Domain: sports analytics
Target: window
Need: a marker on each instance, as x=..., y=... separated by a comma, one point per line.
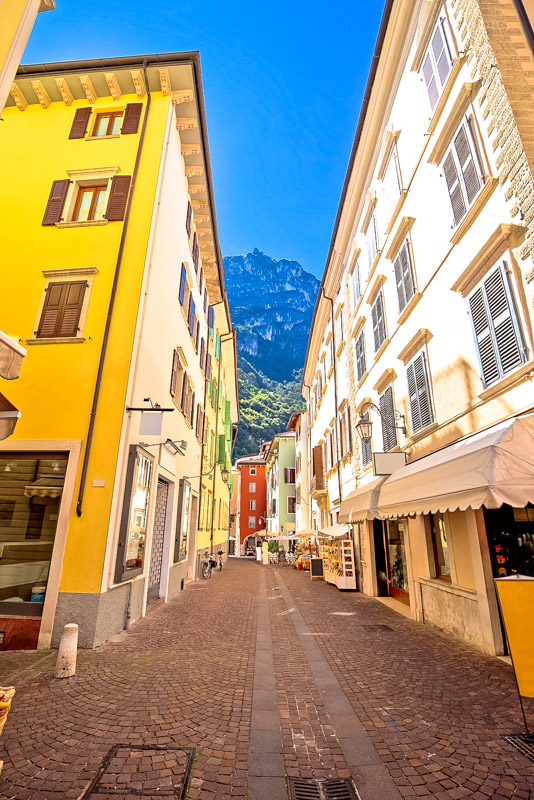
x=371, y=238
x=355, y=292
x=133, y=527
x=437, y=64
x=188, y=215
x=463, y=172
x=108, y=124
x=404, y=276
x=496, y=327
x=90, y=202
x=289, y=475
x=440, y=546
x=419, y=394
x=359, y=355
x=61, y=311
x=387, y=415
x=379, y=322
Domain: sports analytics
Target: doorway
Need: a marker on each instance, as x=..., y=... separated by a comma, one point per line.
x=158, y=537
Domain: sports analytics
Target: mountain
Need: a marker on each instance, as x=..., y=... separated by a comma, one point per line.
x=272, y=305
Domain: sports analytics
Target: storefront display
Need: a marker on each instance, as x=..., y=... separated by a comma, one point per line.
x=338, y=560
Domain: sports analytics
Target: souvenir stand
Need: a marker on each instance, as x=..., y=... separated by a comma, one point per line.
x=338, y=556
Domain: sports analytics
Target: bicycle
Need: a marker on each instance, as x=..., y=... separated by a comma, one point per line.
x=208, y=565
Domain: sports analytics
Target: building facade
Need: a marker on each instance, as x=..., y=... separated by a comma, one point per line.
x=251, y=501
x=280, y=476
x=119, y=298
x=430, y=270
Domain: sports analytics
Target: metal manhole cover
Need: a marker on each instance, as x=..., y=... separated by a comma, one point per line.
x=377, y=628
x=332, y=789
x=523, y=743
x=145, y=770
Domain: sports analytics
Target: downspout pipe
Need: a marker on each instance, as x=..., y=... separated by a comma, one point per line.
x=111, y=306
x=334, y=361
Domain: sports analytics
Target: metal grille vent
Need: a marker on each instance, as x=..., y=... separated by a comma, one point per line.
x=377, y=628
x=524, y=744
x=333, y=789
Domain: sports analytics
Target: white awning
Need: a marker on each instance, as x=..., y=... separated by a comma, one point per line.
x=9, y=416
x=335, y=531
x=11, y=355
x=362, y=502
x=490, y=468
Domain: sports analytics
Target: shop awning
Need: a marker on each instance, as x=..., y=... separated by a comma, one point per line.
x=362, y=503
x=11, y=355
x=47, y=486
x=335, y=531
x=490, y=468
x=8, y=417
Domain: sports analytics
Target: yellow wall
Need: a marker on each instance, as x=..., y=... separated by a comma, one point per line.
x=57, y=381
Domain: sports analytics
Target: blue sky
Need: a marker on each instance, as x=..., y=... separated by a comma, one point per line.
x=283, y=84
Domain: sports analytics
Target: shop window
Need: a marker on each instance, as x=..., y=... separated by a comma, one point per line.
x=440, y=546
x=31, y=486
x=496, y=327
x=437, y=64
x=134, y=518
x=419, y=394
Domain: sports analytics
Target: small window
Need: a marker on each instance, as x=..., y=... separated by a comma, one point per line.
x=387, y=415
x=90, y=202
x=440, y=546
x=379, y=322
x=463, y=171
x=359, y=353
x=437, y=64
x=108, y=124
x=404, y=276
x=419, y=394
x=498, y=336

# OBJECTIVE:
Keep every word of the data as it is when you write it out, but drop the pictures.

# TASK SOLUTION:
Domain: sports analytics
Target: window
Need: a marker on each instance, as x=..., y=... separated by a comma, one point per line.
x=371, y=238
x=355, y=292
x=133, y=527
x=437, y=64
x=188, y=215
x=463, y=172
x=108, y=124
x=404, y=276
x=496, y=327
x=90, y=202
x=289, y=475
x=440, y=546
x=419, y=394
x=359, y=355
x=61, y=311
x=387, y=415
x=379, y=322
Domain: sports analytics
Target: doorway
Need: a marker on each instance, as x=..., y=... separated by a comma, one point per line.
x=158, y=537
Domain: sports analytics
Target: mountain
Need: a marker on each instance, as x=..., y=... separated by a comma, one point per line.
x=272, y=305
Domain: sports analytics
Target: storefront display
Need: a marker on each instance, as x=..., y=... separated by a comma, one point per line.
x=338, y=560
Domain: sports analytics
Target: souvenir stand
Need: a marker on each instance, as x=..., y=... separated by a comma, one point per line.
x=338, y=556
Domain: sports analytics
Target: bicycle
Need: a marker on each instance, as x=..., y=... separated by a comma, one point per line.
x=208, y=565
Domain: sports analytics
Target: building facade
Need: a marker on each instance, as x=..., y=... separated by a comma, one point per line.
x=251, y=501
x=280, y=476
x=119, y=298
x=430, y=270
Domain: sports analytics
Target: metal manhole cover
Need: a marker on each instance, as x=..., y=... separated by a comma, one point per line.
x=377, y=628
x=332, y=789
x=523, y=743
x=145, y=770
Domain: sports analytics
Target: downspout pipe
Need: a marker on each instance, as x=..., y=... separated by a comma, one point per line.
x=111, y=306
x=334, y=361
Domain: sports analytics
Target: metal grille vent
Need: a marker on each instance, as x=..., y=... separated by a comma, one point per line.
x=377, y=628
x=524, y=744
x=333, y=789
Domain: sports analytics
Target: white awning
Need: a marker on each instance, as x=..., y=... separated by a comma, one point per line.
x=9, y=416
x=335, y=531
x=11, y=355
x=362, y=502
x=490, y=468
Domain: sports analytics
Target: shop awning
Need: a marker on each instance, as x=..., y=... separated by a comma, one point per line.
x=362, y=503
x=11, y=355
x=47, y=486
x=335, y=531
x=490, y=468
x=8, y=417
Domain: sports analytics
Target: yellow wall
Need: a marker on each instance, as x=..., y=... separated by a comma, one point per line.
x=57, y=381
Domain: sports analytics
Target: blue sky
Need: a marker on each instance, as x=..., y=... separated by a comma, one point per line.
x=283, y=84
Domain: sports analytics
Target: shop window
Need: a marker on each instance, as x=..., y=... separated by a comma, one point per line.
x=440, y=546
x=31, y=486
x=496, y=327
x=437, y=64
x=134, y=518
x=419, y=394
Domain: sports analytics
Target: small window
Need: a marker on each instance, as x=..., y=... separated by a comma, one point per line.
x=387, y=415
x=90, y=202
x=440, y=546
x=379, y=322
x=463, y=171
x=359, y=353
x=437, y=64
x=108, y=124
x=404, y=276
x=419, y=394
x=498, y=336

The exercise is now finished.